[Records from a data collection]
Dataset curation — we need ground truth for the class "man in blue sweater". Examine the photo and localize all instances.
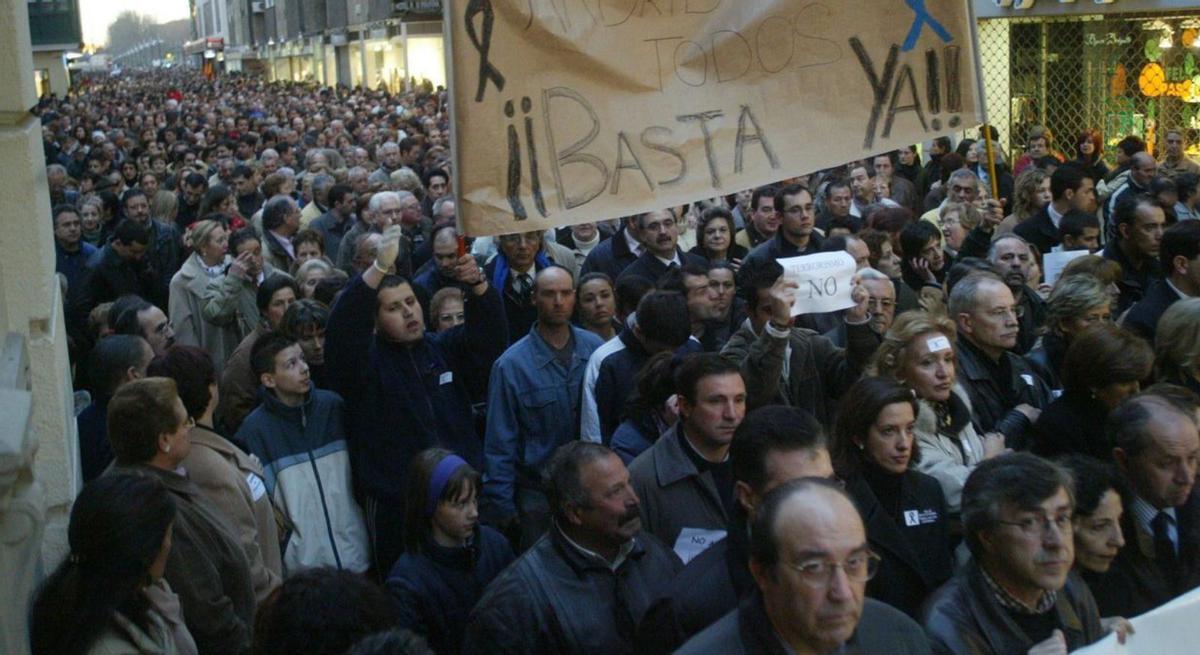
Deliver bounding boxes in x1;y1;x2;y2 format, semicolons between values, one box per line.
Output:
325;226;509;571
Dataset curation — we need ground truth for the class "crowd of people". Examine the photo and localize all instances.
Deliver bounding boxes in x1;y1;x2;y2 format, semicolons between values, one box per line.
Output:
31;72;1200;655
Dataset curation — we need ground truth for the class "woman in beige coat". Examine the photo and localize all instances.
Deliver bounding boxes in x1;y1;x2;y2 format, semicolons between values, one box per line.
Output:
146;345;283;603
168;221;241;374
870;311;1004;516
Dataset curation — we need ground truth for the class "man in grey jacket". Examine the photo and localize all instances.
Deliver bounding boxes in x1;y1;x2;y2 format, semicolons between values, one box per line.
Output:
629;353;746;564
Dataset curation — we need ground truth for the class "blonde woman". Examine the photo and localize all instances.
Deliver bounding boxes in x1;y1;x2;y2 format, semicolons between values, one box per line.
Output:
168;221;240;374
868;311;1004;515
991;167;1054;240
1154;298;1200;393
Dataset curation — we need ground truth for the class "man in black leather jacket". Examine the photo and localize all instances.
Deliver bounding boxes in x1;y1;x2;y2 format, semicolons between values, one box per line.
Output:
949;271;1050;450
462;441;680;655
925;452;1104;655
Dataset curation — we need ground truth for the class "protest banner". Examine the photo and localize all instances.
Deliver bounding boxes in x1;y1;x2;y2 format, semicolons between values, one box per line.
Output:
445;0;984;235
779;251;856;317
1072;589;1200;655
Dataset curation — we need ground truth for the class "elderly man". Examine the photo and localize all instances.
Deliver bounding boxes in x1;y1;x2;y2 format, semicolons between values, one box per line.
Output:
949;271;1050;449
462;441;679;655
618;209;703;283
637;405;834;655
988;234;1046;355
484;230;575;343
629;353;746;564
263;196;301;271
824;268;896;348
1104;151;1158;241
1102;191;1166;314
484;265;602;549
1092;387;1200;617
677;479;930;655
925;452;1104;655
1158;127;1200;180
121;188;185;307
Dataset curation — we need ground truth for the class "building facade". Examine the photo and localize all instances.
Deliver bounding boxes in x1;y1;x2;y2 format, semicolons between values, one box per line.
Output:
968;0;1200;161
187;0;446;91
25;0;83;97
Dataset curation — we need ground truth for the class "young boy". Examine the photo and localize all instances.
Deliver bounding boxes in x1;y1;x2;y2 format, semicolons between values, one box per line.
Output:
238;332;371;575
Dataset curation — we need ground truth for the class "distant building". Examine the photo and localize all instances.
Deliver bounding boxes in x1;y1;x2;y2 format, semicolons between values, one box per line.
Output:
26;0;83;97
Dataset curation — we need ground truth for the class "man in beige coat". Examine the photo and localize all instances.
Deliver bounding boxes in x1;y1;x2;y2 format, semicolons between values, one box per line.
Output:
148;345;283;603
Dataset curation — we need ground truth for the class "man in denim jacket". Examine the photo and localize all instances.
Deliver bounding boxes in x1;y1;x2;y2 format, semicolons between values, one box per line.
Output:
484;265;602;549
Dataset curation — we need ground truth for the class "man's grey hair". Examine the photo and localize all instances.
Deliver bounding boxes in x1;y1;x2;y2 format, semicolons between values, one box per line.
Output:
949;271;1008;320
988;233;1030;259
1104;391;1196;457
312;173;337;197
962;452;1075;560
367;191;400;211
430;196;458;218
949;168;979;184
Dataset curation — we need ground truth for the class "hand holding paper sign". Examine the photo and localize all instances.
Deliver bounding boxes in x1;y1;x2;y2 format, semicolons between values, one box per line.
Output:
779;252;856;317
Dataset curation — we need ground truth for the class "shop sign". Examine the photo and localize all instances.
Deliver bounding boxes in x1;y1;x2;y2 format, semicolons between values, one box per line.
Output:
995;0;1116;10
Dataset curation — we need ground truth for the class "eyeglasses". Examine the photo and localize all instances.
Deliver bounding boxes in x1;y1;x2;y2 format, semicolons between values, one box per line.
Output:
785;551;881;589
997;513;1074;537
988;305;1025;319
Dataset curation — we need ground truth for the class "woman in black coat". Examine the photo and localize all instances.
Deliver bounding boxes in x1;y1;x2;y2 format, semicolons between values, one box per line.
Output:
832;377;954;619
688;208;750;265
1032;323;1154;462
388;449;515;655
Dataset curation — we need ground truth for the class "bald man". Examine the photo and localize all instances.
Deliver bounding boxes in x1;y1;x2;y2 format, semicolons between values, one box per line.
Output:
482;265;602;551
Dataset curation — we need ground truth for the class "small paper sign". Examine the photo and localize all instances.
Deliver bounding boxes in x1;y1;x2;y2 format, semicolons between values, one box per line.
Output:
1042;248;1088;284
779;251;856;317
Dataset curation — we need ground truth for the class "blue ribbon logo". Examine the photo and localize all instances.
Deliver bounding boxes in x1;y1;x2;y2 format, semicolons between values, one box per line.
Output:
900;0;954;53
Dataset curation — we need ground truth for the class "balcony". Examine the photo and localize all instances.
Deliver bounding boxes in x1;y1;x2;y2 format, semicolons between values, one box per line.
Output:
391;0;442;19
28;0;83;50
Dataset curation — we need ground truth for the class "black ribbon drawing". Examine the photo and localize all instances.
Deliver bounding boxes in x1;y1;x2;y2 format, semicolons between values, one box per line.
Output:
463;0;504;102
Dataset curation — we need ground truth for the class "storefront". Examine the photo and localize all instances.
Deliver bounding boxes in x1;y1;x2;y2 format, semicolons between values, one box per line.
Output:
968;0;1200;160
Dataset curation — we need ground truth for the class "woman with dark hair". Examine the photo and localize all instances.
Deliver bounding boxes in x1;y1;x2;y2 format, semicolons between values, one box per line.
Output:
900;221;947;294
1070;128;1109;185
868;311;1004;515
146;344;283;602
575;271;622;341
1031;323;1154;462
611;351;677;467
388;447;516;654
1056;455;1129;630
251;566;396;655
29;474;196;655
106;378;256;653
688;206;750;265
830;378;954;618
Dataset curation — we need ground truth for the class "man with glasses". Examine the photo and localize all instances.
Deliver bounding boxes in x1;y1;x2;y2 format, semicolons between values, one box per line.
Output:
1093;391;1200;617
743;185;821;265
988;234;1046;355
678;479;926;655
618;209;704;283
637;405;833;655
733;186;777;251
949;271;1050;450
925;453;1104;655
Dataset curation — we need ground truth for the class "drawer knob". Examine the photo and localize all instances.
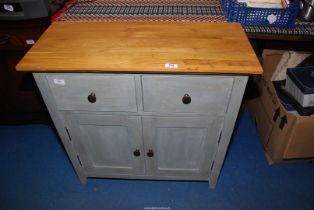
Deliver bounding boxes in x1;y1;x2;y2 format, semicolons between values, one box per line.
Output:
182;94;192;104
147;149;154;157
133;149;141;157
0;34;10;45
87;93;96;103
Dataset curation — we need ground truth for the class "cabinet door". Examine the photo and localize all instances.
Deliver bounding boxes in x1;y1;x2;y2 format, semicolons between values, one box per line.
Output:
143;117;222;179
69;114;144;177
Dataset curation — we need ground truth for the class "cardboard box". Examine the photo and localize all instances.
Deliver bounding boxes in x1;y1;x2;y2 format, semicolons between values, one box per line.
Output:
286;67;314;107
248;50;314;164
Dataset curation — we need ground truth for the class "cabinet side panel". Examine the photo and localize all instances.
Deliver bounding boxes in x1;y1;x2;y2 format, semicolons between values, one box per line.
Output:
33;73;87;183
209;76;248;188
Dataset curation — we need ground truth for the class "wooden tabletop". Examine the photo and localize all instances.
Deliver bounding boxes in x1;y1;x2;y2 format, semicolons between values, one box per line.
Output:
16;22;262;74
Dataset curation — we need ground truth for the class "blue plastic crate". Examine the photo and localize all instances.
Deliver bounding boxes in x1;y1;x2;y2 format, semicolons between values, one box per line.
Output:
220;0;300;28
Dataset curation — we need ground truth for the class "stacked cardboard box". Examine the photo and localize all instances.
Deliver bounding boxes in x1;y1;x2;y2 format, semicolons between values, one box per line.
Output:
248;50;314;164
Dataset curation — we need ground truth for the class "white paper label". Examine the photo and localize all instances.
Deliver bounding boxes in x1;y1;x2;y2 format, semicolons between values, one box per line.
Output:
267;14;277;24
26;39;35;45
165;63;179;69
3;4;14;12
53;79;65;85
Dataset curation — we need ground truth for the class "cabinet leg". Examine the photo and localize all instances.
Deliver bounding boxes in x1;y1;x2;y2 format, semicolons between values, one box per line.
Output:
208;180;217;189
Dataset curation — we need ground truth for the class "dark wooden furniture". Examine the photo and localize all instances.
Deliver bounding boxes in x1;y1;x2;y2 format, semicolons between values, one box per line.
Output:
0;18;50;124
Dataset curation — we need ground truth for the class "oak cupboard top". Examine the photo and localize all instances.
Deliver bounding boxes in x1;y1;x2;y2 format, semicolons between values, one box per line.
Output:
16;22;262;74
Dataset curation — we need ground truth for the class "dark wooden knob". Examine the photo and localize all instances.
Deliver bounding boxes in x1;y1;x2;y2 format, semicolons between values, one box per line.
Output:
147;149;154;157
87;93;96;103
0;34;10;45
182;94;192;104
133;149;141;157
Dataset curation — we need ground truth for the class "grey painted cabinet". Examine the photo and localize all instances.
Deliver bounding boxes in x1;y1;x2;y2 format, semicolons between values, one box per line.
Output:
143;116;222;180
34;73;247;187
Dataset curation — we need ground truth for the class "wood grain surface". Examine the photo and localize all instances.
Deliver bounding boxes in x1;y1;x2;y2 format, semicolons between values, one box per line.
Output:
16;22;262;74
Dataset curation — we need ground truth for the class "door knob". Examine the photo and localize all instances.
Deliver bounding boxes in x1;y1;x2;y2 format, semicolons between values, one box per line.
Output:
87;93;96;103
133;149;141;157
147;149;154;157
182;94;192;104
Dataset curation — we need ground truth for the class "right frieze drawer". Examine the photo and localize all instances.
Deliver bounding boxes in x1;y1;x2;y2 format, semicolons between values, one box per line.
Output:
142;75;234;115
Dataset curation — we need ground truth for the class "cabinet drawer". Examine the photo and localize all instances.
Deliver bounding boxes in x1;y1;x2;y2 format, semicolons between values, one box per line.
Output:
142;76;234;115
46;74;137;112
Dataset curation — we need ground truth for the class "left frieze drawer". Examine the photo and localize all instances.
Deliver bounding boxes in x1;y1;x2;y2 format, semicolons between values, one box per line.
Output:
46;74;137;112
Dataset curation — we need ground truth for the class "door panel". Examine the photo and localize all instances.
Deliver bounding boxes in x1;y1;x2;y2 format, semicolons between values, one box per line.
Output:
70;114;144;177
143;117;222;178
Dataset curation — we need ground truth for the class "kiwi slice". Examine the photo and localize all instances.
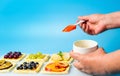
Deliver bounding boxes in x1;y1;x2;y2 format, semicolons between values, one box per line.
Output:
0;61;13;70
0;60;5;66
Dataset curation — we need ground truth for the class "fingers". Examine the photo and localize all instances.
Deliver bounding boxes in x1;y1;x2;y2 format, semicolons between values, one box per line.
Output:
96;48;106;54
70;51;83;61
78;16;89;21
73;62;84;70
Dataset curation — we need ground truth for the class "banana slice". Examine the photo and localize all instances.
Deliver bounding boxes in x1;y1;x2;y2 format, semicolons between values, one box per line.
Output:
0;60;5;66
51;54;62;61
62;53;70;61
0;61;13;70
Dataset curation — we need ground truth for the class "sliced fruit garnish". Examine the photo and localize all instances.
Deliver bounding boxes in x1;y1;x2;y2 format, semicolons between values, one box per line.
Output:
45;62;69;72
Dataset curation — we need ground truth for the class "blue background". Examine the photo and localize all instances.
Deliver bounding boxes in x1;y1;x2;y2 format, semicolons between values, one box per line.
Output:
0;0;120;75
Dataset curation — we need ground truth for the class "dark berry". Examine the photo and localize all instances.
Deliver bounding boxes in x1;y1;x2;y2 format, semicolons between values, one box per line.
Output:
4;55;9;58
36;62;39;65
28;65;33;69
19;66;23;70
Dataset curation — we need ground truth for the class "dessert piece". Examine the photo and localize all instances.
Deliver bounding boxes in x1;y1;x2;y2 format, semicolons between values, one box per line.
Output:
50;51;73;63
3;52;25;62
26;52;49;62
0;60;15;72
14;61;43;73
41;61;70;74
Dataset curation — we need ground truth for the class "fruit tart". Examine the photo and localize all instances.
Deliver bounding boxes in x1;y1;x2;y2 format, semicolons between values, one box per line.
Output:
3;51;25;62
49;51;73;63
41;61;70;74
0;60;16;73
26;52;50;62
14;61;43;73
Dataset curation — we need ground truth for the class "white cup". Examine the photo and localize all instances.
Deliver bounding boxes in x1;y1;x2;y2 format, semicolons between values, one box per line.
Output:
73;40;98;54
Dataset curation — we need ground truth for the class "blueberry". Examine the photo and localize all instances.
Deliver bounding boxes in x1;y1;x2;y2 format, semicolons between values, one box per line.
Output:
30;61;35;64
20;64;23;67
23;62;27;65
17;67;20;70
28;65;33;69
23;66;28;70
36;62;39;65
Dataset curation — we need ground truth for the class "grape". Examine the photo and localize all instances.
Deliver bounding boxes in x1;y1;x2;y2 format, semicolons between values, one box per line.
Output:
4;55;9;58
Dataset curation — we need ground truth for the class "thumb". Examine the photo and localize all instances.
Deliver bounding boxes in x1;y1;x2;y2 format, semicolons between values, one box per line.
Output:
70;52;84;61
78;16;89;21
95;48;106;55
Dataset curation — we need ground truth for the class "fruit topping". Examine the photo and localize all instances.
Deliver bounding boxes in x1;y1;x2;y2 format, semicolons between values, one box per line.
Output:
17;61;39;70
51;51;71;61
4;52;22;59
28;52;45;59
45;62;69;72
0;60;13;70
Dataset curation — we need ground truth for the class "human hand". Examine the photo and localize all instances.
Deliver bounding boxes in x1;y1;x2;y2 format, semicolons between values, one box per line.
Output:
70;48;109;75
79;14;111;35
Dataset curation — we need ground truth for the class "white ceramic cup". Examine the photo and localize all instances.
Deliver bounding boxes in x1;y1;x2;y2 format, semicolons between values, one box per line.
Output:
73;40;98;54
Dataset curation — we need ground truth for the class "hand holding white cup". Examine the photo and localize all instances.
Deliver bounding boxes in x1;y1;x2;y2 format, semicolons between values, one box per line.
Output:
73;40;98;54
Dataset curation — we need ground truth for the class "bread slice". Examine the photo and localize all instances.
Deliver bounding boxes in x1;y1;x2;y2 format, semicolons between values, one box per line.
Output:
40;62;71;74
25;54;50;62
0;62;16;73
14;61;43;73
2;54;26;62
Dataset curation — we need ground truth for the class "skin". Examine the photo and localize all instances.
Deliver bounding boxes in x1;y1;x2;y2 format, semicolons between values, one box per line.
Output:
70;12;120;75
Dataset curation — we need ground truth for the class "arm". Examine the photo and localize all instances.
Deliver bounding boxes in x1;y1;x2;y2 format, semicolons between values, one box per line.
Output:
79;12;120;35
106;12;120;29
70;48;120;75
104;50;120;73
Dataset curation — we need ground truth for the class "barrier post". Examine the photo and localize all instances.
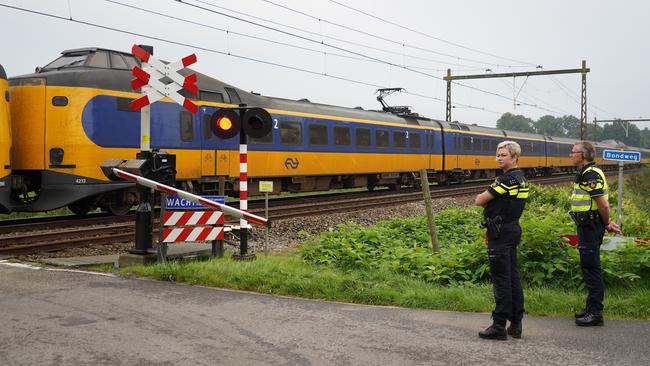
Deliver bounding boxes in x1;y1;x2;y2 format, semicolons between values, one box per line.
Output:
129;187;152;254
158;192;167;263
232;132;255;260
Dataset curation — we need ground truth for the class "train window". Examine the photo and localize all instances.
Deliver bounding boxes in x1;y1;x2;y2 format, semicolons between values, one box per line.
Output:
122;55;140;70
279;121;302;145
116;97;135;112
224;87;242;105
180;111;194;141
248;129;273;144
355;128;370;146
203;114;214;140
393;131;406;147
463;137;472;150
177;88;196;99
483;139;490;151
409;133;420;149
474;137;481;151
111;52;129;69
375;130;390;147
199;90;223;103
334;126;350;146
86;51;109;69
309;124;327;146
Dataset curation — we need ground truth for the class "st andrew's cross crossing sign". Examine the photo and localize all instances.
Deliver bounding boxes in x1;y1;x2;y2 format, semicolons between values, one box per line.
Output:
131;45;199;113
603;150;641;163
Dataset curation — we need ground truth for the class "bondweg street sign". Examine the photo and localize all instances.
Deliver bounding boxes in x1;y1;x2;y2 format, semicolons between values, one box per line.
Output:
603;150;641;163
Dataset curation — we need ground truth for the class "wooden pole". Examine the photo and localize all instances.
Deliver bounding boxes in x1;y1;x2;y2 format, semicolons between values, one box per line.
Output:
420;169;440;253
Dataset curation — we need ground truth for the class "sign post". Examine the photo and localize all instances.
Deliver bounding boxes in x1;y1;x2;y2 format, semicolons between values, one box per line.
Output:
259;180;273;255
130;45;198;254
603;150;641;227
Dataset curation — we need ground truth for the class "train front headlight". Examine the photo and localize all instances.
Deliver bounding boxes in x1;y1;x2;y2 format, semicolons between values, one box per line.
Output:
50;147;64;165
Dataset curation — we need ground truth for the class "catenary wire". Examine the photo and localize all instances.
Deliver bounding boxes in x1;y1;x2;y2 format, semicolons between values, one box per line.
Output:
330;0;538;66
262;0;530;68
0;3;501;114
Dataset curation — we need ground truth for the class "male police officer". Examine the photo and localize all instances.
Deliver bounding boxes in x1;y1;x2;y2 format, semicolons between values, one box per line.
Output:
571;141;621;326
474;141;529;340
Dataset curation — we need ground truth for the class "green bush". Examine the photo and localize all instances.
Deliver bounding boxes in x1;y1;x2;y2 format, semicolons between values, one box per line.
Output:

Task directions
Arrange everything above, from the first line down to the line containing "870;311;1004;516", as a numbered list, skipping blank lines and leaving out the pictures.

Result for this task
1. Dataset curation — we need ground truth for the class "man in blue sweater". Examine the photo and localize all instances.
2. Deliver bounding boxes in x1;y1;x2;y2 format, semicolons between values, one box per line.
3. Output:
4. 325;226;509;571
5. Dataset curation — we need ground truth for the class "crowd of people". Examine the photo and localize all instances.
6. Deliver bounding boxes in x1;y1;x2;y2 format, semicolons between values, one box per line.
7. Output:
8. 31;72;1200;655
9. Dataset curation — we need ground truth for the class "woman in beige coat". Examine the photo and localize all instances.
10. Deliver bounding boxes in x1;y1;x2;y2 format, semicolons between values, one box per line.
11. Output:
12. 146;345;283;603
13. 168;221;241;374
14. 870;311;1004;516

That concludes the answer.